**EXERCISE DIRECTIONS**
Pull out every line of the items below and reproduce each one word for word. Leave the pictures out of your answer.

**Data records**
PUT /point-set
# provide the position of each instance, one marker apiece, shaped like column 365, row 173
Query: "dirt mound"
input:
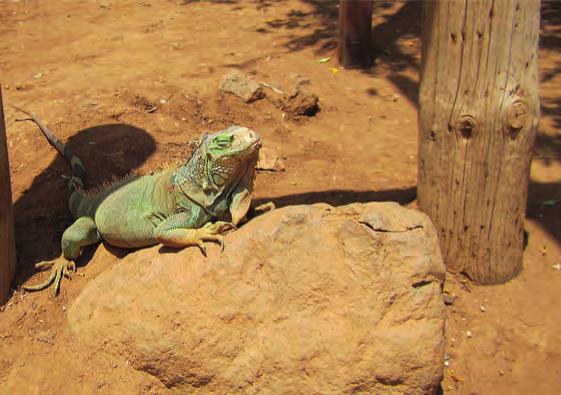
column 304, row 299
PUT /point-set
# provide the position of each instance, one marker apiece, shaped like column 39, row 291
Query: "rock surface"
column 239, row 84
column 270, row 160
column 305, row 299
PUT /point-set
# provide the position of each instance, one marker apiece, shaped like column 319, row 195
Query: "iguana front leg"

**THE RESULT**
PUT /point-set
# provide the position of each instance, one marker apiece, shaped like column 365, row 173
Query: "dirt mound"
input:
column 304, row 299
PUT /point-set
# provide the position of each instance, one marker apiece, shaped like column 39, row 291
Query: "rock surface"
column 239, row 84
column 270, row 160
column 305, row 299
PUT /point-set
# provide the position of each instance, one marker apiece, shaped like column 319, row 195
Query: "iguana front leg"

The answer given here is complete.